→ **Excerpted passage**:

········

A. Morgan WILLIAMS, Sr., Appellant,
v.
Elmer T. FAILE and Wife, Kathleen T. Faile, Appellees.

No. A-353.

District Court of Appeal of Florida. First District.

January 27, 1960.
Rehearing Denied March 22, 1960.

*600 Thomas Sale, Panama City, for appellant.

W. Fred Turner, Panama City, for appellees.

CARROLL, DONALD K., Acting Chief Judge.

The appellant, one of the defendants below, has appealed from a judgment against him entered by the Circuit Court for Bay County, based upon a jury verdict.

The appellees' complaint was a simple one, alleging that on September 10, 1955, they, the plaintiffs, sold to the defendants certain described lots in Bay County and executed and delivered to the defendants their warranty deed to said lots; that the purchase price agreed on between said parties for said lands was $57,500, of which amount the defendants paid $40,000 on or about September 15, 1955, leaving a balance of $17,500, due and owing the plaintiffs by the defendants, which sum the defendants failed and refused to pay although often requested so to do; wherefore, the plaintiffs demanded judgment against the defendants in the amount of $17,500 plus costs of the action.

········

Picture annotation entries:
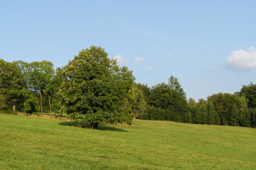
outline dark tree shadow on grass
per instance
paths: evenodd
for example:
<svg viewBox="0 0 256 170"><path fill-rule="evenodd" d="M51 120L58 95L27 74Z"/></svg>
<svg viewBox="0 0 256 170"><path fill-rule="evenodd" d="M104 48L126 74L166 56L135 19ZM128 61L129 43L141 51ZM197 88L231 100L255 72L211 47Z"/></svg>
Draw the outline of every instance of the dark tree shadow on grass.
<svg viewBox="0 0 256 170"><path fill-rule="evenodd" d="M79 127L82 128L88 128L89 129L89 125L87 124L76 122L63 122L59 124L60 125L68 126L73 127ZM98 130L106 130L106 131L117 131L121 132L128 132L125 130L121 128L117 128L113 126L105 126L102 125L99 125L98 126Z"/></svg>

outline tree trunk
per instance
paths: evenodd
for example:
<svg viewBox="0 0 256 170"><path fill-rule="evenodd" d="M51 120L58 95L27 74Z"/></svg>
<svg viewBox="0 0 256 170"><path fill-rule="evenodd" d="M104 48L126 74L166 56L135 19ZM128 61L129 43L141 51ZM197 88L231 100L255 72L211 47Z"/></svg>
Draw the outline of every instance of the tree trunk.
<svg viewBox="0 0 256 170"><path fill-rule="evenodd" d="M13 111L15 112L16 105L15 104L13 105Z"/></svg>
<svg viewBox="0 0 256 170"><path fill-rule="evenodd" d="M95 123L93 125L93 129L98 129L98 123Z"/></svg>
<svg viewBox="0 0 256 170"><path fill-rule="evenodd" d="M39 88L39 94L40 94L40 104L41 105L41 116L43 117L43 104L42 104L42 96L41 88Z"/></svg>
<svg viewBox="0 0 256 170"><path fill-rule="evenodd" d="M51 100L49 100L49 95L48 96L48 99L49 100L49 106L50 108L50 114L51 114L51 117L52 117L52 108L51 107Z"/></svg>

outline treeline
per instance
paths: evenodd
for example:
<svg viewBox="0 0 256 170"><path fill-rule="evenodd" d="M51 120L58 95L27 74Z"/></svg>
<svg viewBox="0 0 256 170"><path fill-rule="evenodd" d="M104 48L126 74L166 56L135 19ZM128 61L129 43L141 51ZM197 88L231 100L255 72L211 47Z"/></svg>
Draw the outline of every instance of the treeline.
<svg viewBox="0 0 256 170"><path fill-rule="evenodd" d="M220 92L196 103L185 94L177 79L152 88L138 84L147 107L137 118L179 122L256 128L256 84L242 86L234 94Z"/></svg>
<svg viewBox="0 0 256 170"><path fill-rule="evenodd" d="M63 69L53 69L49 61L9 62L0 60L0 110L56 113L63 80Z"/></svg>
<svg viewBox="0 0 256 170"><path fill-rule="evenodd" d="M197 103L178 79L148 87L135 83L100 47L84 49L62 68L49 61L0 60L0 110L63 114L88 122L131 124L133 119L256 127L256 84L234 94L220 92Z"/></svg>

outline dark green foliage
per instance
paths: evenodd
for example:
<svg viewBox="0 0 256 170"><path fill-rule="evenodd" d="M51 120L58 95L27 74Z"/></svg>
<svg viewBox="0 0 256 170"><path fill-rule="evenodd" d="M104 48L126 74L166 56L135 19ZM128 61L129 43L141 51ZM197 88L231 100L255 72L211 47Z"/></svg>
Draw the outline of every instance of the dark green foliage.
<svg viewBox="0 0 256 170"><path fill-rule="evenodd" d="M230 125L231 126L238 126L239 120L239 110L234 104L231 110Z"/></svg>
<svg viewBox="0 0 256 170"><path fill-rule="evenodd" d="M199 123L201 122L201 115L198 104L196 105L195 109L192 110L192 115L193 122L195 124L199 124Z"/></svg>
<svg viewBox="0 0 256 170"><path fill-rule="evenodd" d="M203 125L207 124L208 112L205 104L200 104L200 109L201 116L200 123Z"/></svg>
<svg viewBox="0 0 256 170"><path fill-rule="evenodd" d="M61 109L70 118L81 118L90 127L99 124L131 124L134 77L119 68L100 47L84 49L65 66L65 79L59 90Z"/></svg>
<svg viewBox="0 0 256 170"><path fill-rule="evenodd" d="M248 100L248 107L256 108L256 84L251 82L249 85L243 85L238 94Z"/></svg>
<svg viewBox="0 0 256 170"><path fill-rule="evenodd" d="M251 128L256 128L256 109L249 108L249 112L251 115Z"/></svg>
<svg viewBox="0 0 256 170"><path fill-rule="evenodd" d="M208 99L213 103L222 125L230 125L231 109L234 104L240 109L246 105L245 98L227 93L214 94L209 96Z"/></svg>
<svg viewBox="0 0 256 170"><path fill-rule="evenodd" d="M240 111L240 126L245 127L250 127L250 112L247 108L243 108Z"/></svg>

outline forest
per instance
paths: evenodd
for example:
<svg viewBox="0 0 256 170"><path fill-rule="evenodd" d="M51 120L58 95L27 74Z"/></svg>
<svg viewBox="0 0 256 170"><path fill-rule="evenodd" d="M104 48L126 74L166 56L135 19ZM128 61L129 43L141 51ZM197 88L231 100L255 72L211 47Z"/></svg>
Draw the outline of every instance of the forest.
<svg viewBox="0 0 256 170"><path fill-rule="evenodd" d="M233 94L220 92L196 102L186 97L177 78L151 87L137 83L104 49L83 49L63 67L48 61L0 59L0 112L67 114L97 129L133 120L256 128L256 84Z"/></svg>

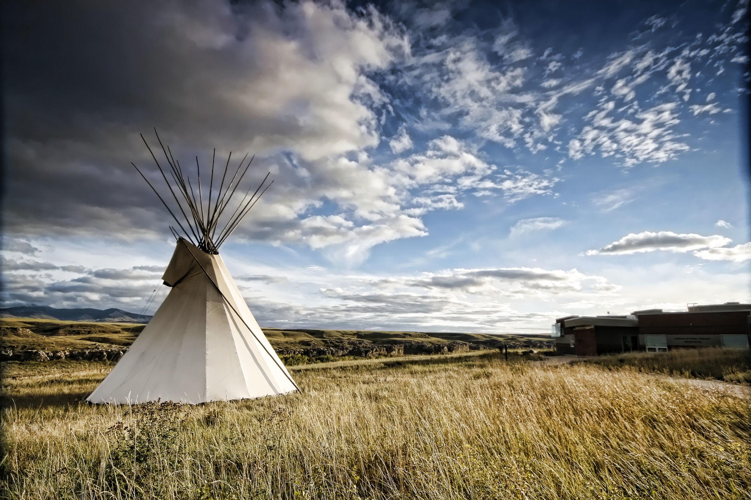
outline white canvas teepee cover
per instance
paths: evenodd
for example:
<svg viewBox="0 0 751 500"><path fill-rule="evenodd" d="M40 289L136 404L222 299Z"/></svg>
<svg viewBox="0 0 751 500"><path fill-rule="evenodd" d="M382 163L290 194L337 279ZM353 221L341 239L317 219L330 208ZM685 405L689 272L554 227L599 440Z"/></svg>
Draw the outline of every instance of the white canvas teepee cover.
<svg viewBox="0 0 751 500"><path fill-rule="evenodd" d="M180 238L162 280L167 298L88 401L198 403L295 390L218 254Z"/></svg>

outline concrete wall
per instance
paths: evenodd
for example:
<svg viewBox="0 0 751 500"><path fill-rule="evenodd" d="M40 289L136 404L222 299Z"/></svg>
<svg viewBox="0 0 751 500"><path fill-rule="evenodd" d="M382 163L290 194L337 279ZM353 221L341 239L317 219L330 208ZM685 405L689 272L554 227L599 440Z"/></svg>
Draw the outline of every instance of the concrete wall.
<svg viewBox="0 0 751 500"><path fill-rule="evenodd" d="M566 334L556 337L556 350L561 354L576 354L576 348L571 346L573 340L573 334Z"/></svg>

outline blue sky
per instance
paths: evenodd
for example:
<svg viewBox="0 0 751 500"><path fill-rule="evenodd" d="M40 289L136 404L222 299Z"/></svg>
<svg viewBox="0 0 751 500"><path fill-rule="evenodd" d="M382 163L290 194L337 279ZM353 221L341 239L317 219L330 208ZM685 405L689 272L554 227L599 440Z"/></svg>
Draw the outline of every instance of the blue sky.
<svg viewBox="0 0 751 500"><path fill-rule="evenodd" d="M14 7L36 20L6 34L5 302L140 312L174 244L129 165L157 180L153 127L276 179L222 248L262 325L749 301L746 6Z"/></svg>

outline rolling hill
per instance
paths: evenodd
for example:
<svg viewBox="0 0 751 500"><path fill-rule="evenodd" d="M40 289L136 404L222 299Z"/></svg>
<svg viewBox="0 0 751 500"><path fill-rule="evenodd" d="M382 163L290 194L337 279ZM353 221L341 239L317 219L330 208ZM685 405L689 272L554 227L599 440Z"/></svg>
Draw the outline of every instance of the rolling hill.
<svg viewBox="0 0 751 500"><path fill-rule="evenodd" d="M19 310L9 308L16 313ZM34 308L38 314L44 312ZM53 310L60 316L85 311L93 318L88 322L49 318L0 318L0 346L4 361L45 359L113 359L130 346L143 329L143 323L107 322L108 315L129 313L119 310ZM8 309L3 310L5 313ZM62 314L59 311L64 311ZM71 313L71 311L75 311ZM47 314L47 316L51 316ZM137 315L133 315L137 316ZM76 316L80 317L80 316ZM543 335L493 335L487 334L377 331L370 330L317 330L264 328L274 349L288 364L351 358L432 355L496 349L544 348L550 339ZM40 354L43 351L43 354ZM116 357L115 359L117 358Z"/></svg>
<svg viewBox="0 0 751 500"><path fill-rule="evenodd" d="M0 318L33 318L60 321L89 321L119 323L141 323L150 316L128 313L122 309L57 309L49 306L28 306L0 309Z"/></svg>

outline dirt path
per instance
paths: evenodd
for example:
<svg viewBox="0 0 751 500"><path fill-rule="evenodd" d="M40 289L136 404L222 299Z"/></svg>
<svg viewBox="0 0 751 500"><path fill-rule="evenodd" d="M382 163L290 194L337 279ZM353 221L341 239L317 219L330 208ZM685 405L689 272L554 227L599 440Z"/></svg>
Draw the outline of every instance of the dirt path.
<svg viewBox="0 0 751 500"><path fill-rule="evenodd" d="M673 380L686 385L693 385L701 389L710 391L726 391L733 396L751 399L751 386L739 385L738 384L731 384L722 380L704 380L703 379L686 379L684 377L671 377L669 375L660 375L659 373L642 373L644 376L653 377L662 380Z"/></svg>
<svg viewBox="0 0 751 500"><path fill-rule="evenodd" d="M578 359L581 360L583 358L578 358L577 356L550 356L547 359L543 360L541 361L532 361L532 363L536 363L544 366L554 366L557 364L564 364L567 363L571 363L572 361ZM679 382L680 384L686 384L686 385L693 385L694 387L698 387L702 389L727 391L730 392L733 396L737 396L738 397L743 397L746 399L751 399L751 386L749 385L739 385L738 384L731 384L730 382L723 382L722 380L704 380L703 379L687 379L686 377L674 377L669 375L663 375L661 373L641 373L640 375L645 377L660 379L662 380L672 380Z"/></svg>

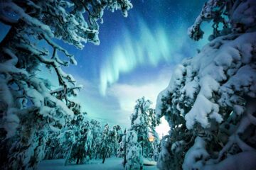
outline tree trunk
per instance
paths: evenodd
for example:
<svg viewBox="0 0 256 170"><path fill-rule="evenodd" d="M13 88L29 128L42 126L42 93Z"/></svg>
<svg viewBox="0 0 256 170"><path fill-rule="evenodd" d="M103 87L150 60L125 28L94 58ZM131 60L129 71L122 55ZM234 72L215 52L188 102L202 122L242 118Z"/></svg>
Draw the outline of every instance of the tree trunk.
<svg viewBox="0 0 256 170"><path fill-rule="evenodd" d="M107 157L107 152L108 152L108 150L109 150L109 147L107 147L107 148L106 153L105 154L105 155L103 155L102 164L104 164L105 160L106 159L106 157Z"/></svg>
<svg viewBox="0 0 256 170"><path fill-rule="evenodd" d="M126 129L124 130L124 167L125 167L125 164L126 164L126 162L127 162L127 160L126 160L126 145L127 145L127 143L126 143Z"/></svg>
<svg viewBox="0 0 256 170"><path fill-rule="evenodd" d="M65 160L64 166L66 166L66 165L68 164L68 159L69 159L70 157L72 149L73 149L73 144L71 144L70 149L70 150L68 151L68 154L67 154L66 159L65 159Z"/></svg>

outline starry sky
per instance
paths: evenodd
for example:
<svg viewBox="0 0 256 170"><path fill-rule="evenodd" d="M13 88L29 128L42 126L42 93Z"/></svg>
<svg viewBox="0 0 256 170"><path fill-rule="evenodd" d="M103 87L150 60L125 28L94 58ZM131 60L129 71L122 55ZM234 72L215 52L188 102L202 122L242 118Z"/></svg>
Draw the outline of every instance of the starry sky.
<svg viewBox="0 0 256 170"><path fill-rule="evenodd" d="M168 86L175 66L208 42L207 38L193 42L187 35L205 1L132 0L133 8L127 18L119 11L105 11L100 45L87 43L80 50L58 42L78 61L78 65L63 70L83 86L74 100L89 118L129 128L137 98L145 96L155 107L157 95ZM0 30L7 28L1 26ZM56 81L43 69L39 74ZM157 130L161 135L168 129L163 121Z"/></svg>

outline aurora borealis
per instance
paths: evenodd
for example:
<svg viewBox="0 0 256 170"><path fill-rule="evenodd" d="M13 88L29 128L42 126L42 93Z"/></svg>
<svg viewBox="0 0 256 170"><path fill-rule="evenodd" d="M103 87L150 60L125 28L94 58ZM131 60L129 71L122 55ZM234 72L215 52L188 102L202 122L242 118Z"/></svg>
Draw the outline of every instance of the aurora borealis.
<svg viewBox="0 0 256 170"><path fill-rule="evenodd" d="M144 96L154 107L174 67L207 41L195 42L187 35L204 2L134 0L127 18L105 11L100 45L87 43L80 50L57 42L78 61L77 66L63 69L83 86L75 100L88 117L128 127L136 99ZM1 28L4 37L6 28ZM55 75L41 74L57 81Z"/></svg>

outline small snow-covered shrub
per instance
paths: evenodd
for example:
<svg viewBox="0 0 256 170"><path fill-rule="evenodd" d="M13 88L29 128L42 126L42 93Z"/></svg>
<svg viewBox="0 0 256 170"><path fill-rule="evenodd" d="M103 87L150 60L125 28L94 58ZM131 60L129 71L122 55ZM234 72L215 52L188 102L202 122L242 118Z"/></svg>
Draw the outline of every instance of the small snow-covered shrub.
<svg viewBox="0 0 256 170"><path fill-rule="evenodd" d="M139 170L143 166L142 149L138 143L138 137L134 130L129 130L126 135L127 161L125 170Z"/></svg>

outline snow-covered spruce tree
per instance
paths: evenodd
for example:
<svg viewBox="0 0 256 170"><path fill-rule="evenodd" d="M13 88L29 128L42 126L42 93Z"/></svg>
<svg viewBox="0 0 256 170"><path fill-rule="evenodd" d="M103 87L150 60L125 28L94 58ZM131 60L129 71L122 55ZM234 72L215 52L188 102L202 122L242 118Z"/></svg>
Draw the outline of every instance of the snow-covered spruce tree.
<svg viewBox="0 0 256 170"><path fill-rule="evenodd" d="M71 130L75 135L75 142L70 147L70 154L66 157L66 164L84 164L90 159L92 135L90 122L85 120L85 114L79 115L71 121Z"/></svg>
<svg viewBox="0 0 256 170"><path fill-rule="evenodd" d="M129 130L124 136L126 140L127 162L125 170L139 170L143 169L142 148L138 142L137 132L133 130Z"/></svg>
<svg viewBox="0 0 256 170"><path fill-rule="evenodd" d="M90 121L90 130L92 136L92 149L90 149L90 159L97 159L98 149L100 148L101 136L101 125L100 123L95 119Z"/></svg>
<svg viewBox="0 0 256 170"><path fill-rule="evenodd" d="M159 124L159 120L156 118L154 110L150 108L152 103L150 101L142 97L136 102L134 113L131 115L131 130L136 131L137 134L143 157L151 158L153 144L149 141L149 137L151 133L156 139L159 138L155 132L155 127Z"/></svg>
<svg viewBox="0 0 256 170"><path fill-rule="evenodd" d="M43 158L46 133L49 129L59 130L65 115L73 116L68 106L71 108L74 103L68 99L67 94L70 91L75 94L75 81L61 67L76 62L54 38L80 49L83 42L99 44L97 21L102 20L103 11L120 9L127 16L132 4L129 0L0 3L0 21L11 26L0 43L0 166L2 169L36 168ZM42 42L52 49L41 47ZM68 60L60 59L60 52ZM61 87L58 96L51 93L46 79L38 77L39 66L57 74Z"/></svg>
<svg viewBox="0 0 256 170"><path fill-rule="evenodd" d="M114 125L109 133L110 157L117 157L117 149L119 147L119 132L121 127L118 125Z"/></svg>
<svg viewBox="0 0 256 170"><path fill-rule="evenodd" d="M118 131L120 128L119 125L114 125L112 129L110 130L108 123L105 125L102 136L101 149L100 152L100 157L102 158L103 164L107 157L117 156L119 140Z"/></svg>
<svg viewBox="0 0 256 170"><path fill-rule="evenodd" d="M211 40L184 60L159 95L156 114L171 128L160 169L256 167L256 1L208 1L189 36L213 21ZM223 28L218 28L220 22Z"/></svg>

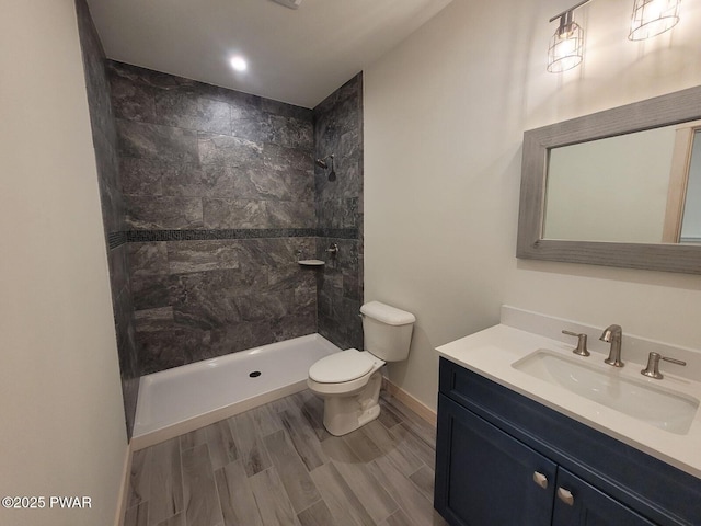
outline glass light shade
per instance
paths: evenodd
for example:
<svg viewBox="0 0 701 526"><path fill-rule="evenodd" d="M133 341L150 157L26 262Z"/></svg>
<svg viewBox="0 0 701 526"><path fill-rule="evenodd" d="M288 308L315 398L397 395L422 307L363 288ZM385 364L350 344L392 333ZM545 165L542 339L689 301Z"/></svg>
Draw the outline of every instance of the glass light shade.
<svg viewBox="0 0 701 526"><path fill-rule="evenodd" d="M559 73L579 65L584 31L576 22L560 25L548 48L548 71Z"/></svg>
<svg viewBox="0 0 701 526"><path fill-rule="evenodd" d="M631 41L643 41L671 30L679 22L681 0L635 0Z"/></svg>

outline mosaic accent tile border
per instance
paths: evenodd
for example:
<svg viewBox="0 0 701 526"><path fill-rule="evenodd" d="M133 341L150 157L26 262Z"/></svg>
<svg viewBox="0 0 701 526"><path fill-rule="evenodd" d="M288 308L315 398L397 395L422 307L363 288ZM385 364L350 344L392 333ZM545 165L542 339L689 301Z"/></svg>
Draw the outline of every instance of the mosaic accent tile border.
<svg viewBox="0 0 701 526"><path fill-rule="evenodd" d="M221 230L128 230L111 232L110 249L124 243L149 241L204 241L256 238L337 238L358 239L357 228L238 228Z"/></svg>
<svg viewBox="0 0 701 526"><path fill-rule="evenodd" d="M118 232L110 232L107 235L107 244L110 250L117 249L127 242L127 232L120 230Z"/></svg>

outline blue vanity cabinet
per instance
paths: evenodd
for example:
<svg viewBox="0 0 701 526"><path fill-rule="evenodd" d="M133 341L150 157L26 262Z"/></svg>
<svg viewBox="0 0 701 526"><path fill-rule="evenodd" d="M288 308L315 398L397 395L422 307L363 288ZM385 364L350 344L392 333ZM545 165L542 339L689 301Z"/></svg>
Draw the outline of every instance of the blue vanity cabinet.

········

→ **Given task A**: Extract, word for word, the stretch of the court opinion from "The appellant, one" through "a jury verdict.".
→ **Given task B**: For each statement, say yes or no according to the court opinion, and quote the words that decide it: (i) The judgment under appeal was entered by the Circuit Court for Bay County. (ii) The agreed purchase price for the lots was $40,000. (iii) Rehearing was granted in March 1960.
Draw only on the court opinion, not on the entries.

→ **Task result A**:
The appellant, one of the defendants below, has appealed from a judgment against him entered by the Circuit Court for Bay County, based upon a jury verdict.

→ **Task result B**:
(i) Yes: "entered by the Circuit Court for Bay County, based upon a jury verdict"
(ii) No: "the purchase price agreed on between said parties for said lands was $57,500"
(iii) No: "Rehearing Denied March 22, 1960."